• [Data entries]:
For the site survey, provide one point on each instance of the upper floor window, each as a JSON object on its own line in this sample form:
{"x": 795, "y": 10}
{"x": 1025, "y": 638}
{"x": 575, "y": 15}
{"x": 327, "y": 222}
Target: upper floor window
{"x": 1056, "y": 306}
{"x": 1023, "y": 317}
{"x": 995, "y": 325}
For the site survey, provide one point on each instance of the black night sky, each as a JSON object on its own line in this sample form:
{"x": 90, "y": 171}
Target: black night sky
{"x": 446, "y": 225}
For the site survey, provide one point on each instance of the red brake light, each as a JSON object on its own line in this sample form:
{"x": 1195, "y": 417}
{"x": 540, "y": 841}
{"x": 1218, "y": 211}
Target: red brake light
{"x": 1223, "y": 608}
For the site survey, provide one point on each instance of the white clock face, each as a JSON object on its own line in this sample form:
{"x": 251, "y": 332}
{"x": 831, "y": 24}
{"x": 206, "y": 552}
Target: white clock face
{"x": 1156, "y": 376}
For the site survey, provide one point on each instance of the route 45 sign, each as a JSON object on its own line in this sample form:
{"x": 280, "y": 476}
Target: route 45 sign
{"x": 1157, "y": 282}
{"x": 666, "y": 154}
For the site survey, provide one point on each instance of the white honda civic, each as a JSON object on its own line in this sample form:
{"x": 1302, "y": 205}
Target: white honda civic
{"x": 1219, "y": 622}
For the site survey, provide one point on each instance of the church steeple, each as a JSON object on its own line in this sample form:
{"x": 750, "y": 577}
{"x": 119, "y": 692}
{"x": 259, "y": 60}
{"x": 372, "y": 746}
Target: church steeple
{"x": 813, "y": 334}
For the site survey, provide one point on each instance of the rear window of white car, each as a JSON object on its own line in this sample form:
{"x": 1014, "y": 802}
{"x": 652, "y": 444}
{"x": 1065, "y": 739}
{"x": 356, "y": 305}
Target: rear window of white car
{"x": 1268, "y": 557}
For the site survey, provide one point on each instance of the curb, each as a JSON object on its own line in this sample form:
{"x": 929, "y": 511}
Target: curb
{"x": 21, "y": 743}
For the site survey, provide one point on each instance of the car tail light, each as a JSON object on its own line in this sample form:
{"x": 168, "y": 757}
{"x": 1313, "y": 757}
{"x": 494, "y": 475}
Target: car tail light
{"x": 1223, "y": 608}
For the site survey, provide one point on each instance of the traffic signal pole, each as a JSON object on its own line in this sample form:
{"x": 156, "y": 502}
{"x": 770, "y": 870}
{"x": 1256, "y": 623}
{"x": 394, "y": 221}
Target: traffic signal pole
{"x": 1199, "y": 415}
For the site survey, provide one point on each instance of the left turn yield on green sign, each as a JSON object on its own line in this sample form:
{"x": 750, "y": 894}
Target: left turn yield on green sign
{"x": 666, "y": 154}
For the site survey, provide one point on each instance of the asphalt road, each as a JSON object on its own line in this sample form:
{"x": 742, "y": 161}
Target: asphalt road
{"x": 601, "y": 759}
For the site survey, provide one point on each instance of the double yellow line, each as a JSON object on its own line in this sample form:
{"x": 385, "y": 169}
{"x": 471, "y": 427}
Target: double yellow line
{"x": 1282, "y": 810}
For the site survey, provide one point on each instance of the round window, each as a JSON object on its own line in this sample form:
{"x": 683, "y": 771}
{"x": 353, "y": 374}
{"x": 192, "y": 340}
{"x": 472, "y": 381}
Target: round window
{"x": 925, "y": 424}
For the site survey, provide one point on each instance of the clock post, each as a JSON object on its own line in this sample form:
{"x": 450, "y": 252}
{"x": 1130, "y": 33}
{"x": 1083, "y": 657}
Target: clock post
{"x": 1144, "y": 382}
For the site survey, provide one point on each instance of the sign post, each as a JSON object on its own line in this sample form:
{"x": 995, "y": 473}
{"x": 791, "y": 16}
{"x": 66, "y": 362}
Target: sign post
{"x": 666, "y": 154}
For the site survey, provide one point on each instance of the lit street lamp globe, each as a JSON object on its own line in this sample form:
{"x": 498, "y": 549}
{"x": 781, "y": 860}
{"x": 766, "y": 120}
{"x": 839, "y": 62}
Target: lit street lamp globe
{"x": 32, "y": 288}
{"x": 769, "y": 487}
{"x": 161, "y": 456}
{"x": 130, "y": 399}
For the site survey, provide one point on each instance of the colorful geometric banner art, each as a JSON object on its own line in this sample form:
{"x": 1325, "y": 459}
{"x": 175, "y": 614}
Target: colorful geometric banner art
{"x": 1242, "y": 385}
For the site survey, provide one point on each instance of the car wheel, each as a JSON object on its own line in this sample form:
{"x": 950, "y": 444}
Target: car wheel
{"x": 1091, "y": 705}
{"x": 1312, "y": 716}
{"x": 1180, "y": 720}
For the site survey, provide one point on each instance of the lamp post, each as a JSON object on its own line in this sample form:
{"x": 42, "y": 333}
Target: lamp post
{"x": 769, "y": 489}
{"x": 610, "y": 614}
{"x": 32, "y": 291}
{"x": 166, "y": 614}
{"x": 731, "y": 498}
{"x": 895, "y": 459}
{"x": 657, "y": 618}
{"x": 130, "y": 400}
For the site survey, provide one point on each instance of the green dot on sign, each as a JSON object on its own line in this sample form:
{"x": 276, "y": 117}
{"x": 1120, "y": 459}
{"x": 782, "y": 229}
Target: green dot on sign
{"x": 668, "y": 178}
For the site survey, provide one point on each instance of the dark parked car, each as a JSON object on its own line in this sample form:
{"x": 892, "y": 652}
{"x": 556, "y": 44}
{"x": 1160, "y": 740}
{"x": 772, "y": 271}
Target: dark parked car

• [Aim of the task]:
Every record here must be output exactly, word for word.

• [Written answer]:
For the site survey, provide one point on each instance of the upper floor window, each as a JSON object on its own line in this sample form:
{"x": 795, "y": 10}
{"x": 1025, "y": 638}
{"x": 575, "y": 15}
{"x": 327, "y": 222}
Target: upper floor window
{"x": 1056, "y": 306}
{"x": 1023, "y": 317}
{"x": 995, "y": 325}
For the site survey, provide one point on each instance of the black night sky, each as a JSON object on its own line in this sample form:
{"x": 90, "y": 171}
Target: black night sky
{"x": 446, "y": 225}
For the site survey, provide one point on each instance of the red brake light, each as a JSON object on its own line in this sample form:
{"x": 1195, "y": 417}
{"x": 540, "y": 841}
{"x": 1218, "y": 211}
Target: red brake light
{"x": 1223, "y": 608}
For the site survey, provide one point on each instance of the white clock face, each as a JSON object on its own line in this sample form:
{"x": 251, "y": 332}
{"x": 831, "y": 24}
{"x": 206, "y": 552}
Target: white clock face
{"x": 1156, "y": 376}
For the site survey, provide one point on each instance of the route 45 sign, each as a JSON object on its own line in this sample form:
{"x": 280, "y": 476}
Target: route 45 sign
{"x": 1157, "y": 282}
{"x": 666, "y": 154}
For the site survey, provide one point on each instance of the white honda civic, each as a JSON object on its own line in this sample form:
{"x": 1302, "y": 205}
Target: white honda civic
{"x": 1219, "y": 622}
For the site survey, provide one point on each instance of the church steeple, each as a JSON object on its own line in this sample form:
{"x": 750, "y": 577}
{"x": 119, "y": 692}
{"x": 259, "y": 60}
{"x": 372, "y": 746}
Target: church steeple
{"x": 813, "y": 334}
For the site survey, provide one point on each instance of the rear window of white car, each as a JSON object on its own line in this sample form:
{"x": 1014, "y": 802}
{"x": 652, "y": 444}
{"x": 1065, "y": 739}
{"x": 356, "y": 305}
Target: rear window of white car
{"x": 1268, "y": 557}
For the site survey, provide one point on each instance of the curb, each as a JSON object on its own line in this sample form:
{"x": 929, "y": 511}
Target: curb
{"x": 21, "y": 743}
For the site survey, provide one point on each instance of the car tail light, each as a JSON object on its own line in this sample form:
{"x": 168, "y": 757}
{"x": 1313, "y": 757}
{"x": 494, "y": 475}
Target: car tail light
{"x": 1223, "y": 608}
For the site survey, provide one point on each instance of the traffic signal pole, each as a JSON object on its own line in this sample form:
{"x": 156, "y": 502}
{"x": 770, "y": 870}
{"x": 1256, "y": 623}
{"x": 394, "y": 221}
Target: traffic signal pole
{"x": 1199, "y": 415}
For the site survey, provide one point on each instance of the left turn yield on green sign, each as a JSON object on its own line in this sample form:
{"x": 750, "y": 894}
Target: left turn yield on green sign
{"x": 666, "y": 154}
For the site survey, provide one point on each instance of the asphalt road, each as a JSON object on its own line in this sample form:
{"x": 742, "y": 161}
Target: asphalt road
{"x": 601, "y": 759}
For the site survey, provide one point on each instance of the double yellow line, each as a JSON object on its own line in this sample form:
{"x": 385, "y": 169}
{"x": 471, "y": 427}
Target: double yellow line
{"x": 1282, "y": 810}
For the site survey, provide one point on each instance of the round window, each as a JSON object on its own line in this sample form:
{"x": 683, "y": 771}
{"x": 353, "y": 374}
{"x": 192, "y": 340}
{"x": 472, "y": 381}
Target: round window
{"x": 925, "y": 424}
For the site survey, provide one point on each instance of the clock post, each as a JSON object on its own line in this sample form:
{"x": 450, "y": 252}
{"x": 1130, "y": 33}
{"x": 1083, "y": 657}
Target: clock post
{"x": 1144, "y": 382}
For the site survey, provide one point on each instance of the sign post, each as a JSON object on its own line in this sample form:
{"x": 995, "y": 473}
{"x": 791, "y": 16}
{"x": 66, "y": 362}
Target: sign post
{"x": 666, "y": 154}
For the site survey, provide one point on each instance of the lit street lamp globe, each as a JSON object on its own line in this sample form:
{"x": 498, "y": 549}
{"x": 781, "y": 860}
{"x": 766, "y": 120}
{"x": 839, "y": 62}
Target: lit street lamp globe
{"x": 32, "y": 288}
{"x": 769, "y": 487}
{"x": 161, "y": 456}
{"x": 130, "y": 399}
For the site survey, provide one point on each instance of the colorful geometric banner art, each as a JSON object on its own line in this sample form:
{"x": 1325, "y": 459}
{"x": 175, "y": 614}
Target: colorful geometric banner art
{"x": 1242, "y": 385}
For the site survey, provide one point on each instance of the car wheel, each as a JSON object on its own line in this sample form:
{"x": 950, "y": 444}
Target: car wheel
{"x": 1091, "y": 705}
{"x": 1312, "y": 716}
{"x": 1180, "y": 720}
For the site survey, provide one point on each instance of the lamp post, each as a JSON object on its own line in this sample form:
{"x": 42, "y": 333}
Target: lamp post
{"x": 769, "y": 489}
{"x": 610, "y": 614}
{"x": 32, "y": 291}
{"x": 166, "y": 614}
{"x": 731, "y": 498}
{"x": 895, "y": 459}
{"x": 657, "y": 618}
{"x": 130, "y": 400}
For the site survey, provide one point on each instance of the green dot on sign, each as a JSON object on its own line in this sample form:
{"x": 276, "y": 117}
{"x": 1120, "y": 459}
{"x": 782, "y": 229}
Target: green dot on sign
{"x": 668, "y": 178}
For the site survey, provide one point on each instance of the dark parked car, each as a JSON object on its own line in this sample form:
{"x": 892, "y": 652}
{"x": 556, "y": 44}
{"x": 1160, "y": 740}
{"x": 772, "y": 271}
Target: dark parked car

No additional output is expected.